TEXTE PRÉSENTÉ:
++++
Les représentants de la cinquantaine de parties civiles ont salué cette condamnation dans un communiqué, déplorant néanmoins son caractère “tardif”.
Moshe Kantor, président du Congrès juif européen, a de son côté souligné “l’occasion” qu’offre le procès “d’éduquer une génération bien trop éloignée des horreurs de l’Holocauste”.
Pour la dernière fois sans doute, l’audience a montré “comment c’était et comment cela a pu se produire”, a renchéri sur les ondes de Deutschlandradio Kultur Beate Klarsfeld, célèbre pour sa traque des criminels nazis.
LE PREMIER A S’EXCUSER
Dans ses réquisitions, le procureur avait mis en balance la “contribution mineure” d’Oskar Gröning au fonctionnement d’Auschwitz, devenu emblématique de l’enfer concentrationnaire, avec le nombre “presque inimaginable” de victimes.
Si le vieil homme a d’emblée assumé une “faute morale” et a présenté à plusieurs reprises ses excuses, sa défense avait plaidé l’acquittement, qu’il n’avait apporté aucune “contribution” concrète à l’Holocauste.
Les charges contre l’ancien SS reposaient sur deux points: on lui reprochait d’avoir soutenu économiquement le régime, en envoyant l’argent des déportés à Berlin, et d’avoir assisté par trois fois à la “sélection” séparant, à l’entrée du camp, les nouveaux arrivants jugés aptes au travail de ceux qui étaient immédiatement tués.
Il s’était défendu en assurant que son rôle consistait uniquement à éviter les vols dans les bagages des déportés, sans lien avec l’extermination, et en rappelant ses trois demandes infructueuses de transfert sur le front.
ON A PU TÉMOIGNER
Cette longue audience, transférée pour l’occasion dans une salle de spectacle souvent comble, a permis d’entendre les témoignages bouleversants de survivants d’Auschwitz. Plusieurs d’entre eux ont évoqué l’effet cathartique des audiences.
“Je ne veux pas de vengeance, mais je trouve que c’est un verdict juste”, confiait Léon Schwarzbaum, 94 ans, qui a perdu “trente membres de (sa) famille” dans la Shoah. “La morale de l’histoire est: peu importe votre âge, vous aurez à affronter la justice”, a ajouté Angela Orosz-Richt, l’une des rares rescapées nées dans le camp d’Auschwitz.
Ni l’action de la justice ni les mots de l’accusé “n’effacent” la souffrance des parties civiles, expliquent-elles dans leur communiqué. Mais “nous avons pu témoigner du crime monstrueux et indicible commis contre nos familles et nous-mêmes”, poursuivent-elles.
Le procès Gröning illustre la sévérité accrue de la justice allemande à l’égard des derniers nazis encore vivants, depuis la condamnation en 2011 de John Demjanjuk, ex-gardien de Sobibor, à cinq ans de prison. Ces décisions tardives contrastent avec le peu de condamnations, à des peines souvent faibles, prononcées pendant des décennies.
Quelque 1,1 million de personnes, dont un million de Juifs, ont péri entre 1940 et 1945 à Auschwitz-Birkenau, libéré par les troupes soviétiques fin janvier 1945.
++++
DÉTAILS DE L'EXERCICE:
Pouvez-vous transcrire fidèlement le passage de l'article sur le procès Gröning qui va de « Si le vieil » à « concrète à l’Holocauste. » ?
++++
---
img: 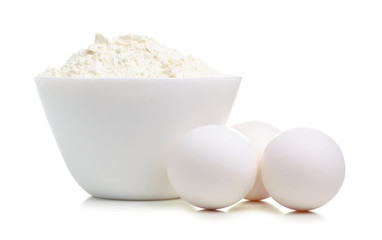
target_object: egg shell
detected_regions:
[167,125,257,209]
[232,121,280,201]
[261,128,345,211]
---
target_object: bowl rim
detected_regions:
[33,75,242,81]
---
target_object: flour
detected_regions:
[40,34,222,78]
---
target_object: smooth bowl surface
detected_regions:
[35,76,241,200]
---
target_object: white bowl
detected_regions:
[35,76,241,200]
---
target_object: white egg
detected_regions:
[261,128,345,211]
[232,121,280,201]
[167,125,257,209]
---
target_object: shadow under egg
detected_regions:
[228,200,281,214]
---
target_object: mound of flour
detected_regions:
[40,34,222,78]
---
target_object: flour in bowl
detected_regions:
[40,34,222,78]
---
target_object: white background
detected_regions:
[0,0,382,239]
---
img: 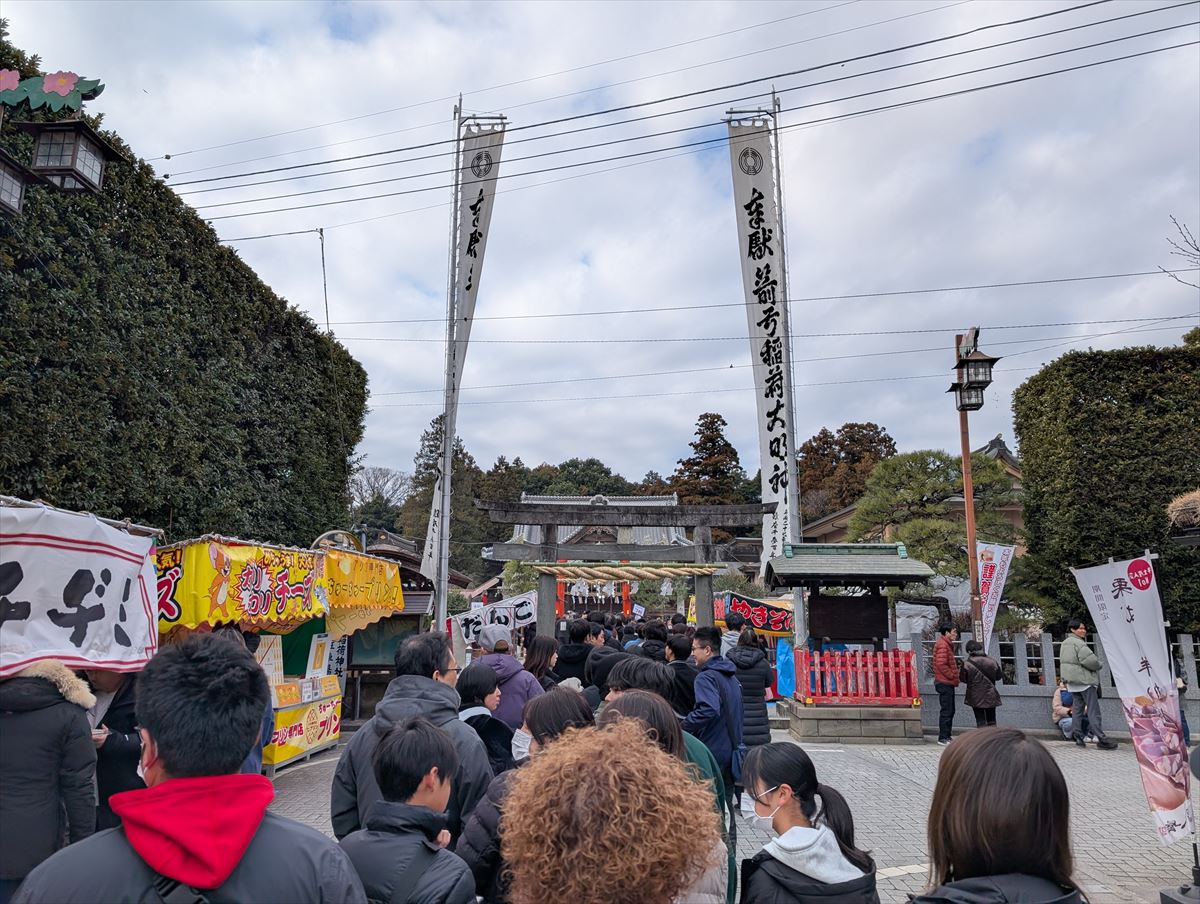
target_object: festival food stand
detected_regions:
[157,535,404,774]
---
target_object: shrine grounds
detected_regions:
[271,731,1192,904]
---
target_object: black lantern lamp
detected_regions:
[16,119,122,192]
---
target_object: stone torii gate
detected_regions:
[475,499,776,636]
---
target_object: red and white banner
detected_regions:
[976,543,1016,652]
[1072,556,1195,844]
[0,503,158,677]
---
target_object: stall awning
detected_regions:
[767,543,934,587]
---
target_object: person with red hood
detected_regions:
[13,635,366,904]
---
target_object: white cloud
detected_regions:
[5,0,1200,487]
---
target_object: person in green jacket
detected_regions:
[1058,618,1117,750]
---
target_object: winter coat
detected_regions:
[330,675,492,838]
[728,647,770,747]
[342,801,475,904]
[959,653,1004,710]
[908,873,1082,904]
[479,653,546,731]
[630,640,667,663]
[458,706,515,776]
[742,826,880,904]
[0,659,96,878]
[934,634,959,688]
[667,659,698,716]
[455,760,518,904]
[13,774,366,904]
[96,675,145,831]
[1058,634,1100,688]
[679,655,742,777]
[554,643,592,684]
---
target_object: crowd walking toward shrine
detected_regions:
[0,613,1137,904]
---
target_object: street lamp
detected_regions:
[948,327,1000,643]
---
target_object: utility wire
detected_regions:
[176,0,1200,203]
[371,317,1200,399]
[164,0,1113,187]
[333,267,1200,324]
[200,38,1200,222]
[149,0,864,166]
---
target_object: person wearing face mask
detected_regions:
[330,631,492,839]
[457,663,516,776]
[455,688,594,904]
[742,743,880,904]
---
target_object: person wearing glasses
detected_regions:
[742,743,880,904]
[330,631,492,840]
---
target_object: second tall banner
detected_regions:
[728,116,794,571]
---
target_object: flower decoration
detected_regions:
[42,71,79,97]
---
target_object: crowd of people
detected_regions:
[0,616,1086,904]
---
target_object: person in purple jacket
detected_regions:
[479,624,546,731]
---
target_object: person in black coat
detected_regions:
[341,715,475,904]
[726,628,770,747]
[455,663,515,776]
[0,659,96,900]
[86,670,146,832]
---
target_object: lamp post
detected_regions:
[948,327,1000,642]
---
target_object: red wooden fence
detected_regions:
[796,649,920,706]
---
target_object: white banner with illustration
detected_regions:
[728,120,793,573]
[0,503,158,677]
[421,120,505,581]
[976,543,1016,651]
[454,591,538,648]
[1072,555,1195,844]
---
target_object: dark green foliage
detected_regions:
[1013,342,1200,630]
[0,28,366,545]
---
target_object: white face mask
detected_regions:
[512,729,533,760]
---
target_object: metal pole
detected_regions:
[954,336,983,643]
[433,95,462,630]
[770,89,809,646]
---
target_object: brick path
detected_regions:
[271,731,1192,904]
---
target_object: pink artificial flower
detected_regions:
[42,72,79,97]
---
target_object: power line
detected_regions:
[164,0,1113,187]
[150,0,864,162]
[200,38,1200,222]
[371,317,1200,399]
[331,270,1200,326]
[175,0,1196,203]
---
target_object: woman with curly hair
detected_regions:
[500,719,720,904]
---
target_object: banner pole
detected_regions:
[433,95,462,630]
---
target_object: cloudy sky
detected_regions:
[4,0,1200,487]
++++
CORRIGÉ DE L'EXERCICE:
Si le vieil homme a d’emblée assumé une “faute morale” et a présenté à plusieurs reprises ses excuses, sa défense avait plaidé l’acquittement, qu’il n’avait apporté aucune “contribution” concrète à l’Holocauste.